• _THE RECORDS_
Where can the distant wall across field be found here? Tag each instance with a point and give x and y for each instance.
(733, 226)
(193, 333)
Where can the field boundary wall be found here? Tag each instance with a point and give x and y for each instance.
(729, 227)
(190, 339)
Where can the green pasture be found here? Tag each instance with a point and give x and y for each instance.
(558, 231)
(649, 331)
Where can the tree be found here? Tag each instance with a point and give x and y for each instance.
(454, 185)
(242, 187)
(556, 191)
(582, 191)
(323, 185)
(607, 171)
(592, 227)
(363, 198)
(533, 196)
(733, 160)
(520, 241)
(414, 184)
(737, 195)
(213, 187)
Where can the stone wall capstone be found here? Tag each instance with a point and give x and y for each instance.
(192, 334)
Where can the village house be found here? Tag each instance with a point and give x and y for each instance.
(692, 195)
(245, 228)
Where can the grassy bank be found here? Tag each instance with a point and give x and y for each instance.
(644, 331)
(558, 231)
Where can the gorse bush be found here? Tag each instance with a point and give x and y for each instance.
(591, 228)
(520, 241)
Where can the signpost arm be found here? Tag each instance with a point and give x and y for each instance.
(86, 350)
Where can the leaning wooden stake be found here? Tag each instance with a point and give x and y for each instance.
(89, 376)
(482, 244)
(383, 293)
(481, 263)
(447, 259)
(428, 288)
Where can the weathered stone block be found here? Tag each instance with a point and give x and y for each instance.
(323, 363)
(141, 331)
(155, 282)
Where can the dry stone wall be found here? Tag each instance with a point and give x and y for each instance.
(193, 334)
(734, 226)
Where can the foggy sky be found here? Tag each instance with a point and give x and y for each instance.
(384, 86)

• _THE PROBLEM_
The records above must be retyped in full, exactly as written.

• _OUTPUT_
Where can the distant wall across field be found here? Tag each instance with a point and give x and y for each instance.
(733, 226)
(193, 333)
Where can the field boundary wall be found here? Tag each instance with a point and give x and y for each instance.
(729, 227)
(190, 339)
Where can the green pasture be found here? Tag each instance with a point and give x and y for each instance.
(558, 231)
(649, 331)
Where can the tree be found here? Tag each instance with a point and give x and y for each instance.
(454, 185)
(242, 187)
(556, 191)
(582, 191)
(323, 185)
(607, 171)
(592, 227)
(363, 198)
(533, 196)
(733, 160)
(520, 241)
(414, 184)
(737, 195)
(213, 187)
Where can the stone wall capstone be found here? Tag each instance with a point and give x and y for each instance.
(192, 334)
Where can the village house be found here? Tag each instance with a point and give x and y for each instance.
(692, 195)
(245, 228)
Where can the grassy bank be found here? Tag each instance with a point and give x and y for each instance.
(644, 331)
(558, 231)
Where can the gorse bush be found here? Tag each instance with a point and give x and y for each instance.
(591, 228)
(520, 241)
Where can the signpost arm be found here? Tag each instance with a point and give x and y for each instance.
(86, 350)
Where can the leaning wooden stake be found here? Tag each instance with a point and give x and y for each instance.
(89, 376)
(482, 244)
(383, 293)
(481, 263)
(447, 259)
(428, 288)
Where can the weathered stone block be found here? Tag each instance with a point and give x and y for each instance.
(323, 363)
(141, 331)
(155, 282)
Where can the dry stone wall be found here? Tag each instance with a point and give x and y for each instance.
(193, 334)
(734, 226)
Where can the foggy sky be found here? Tag each instance with a point and give x and y for each instance.
(384, 86)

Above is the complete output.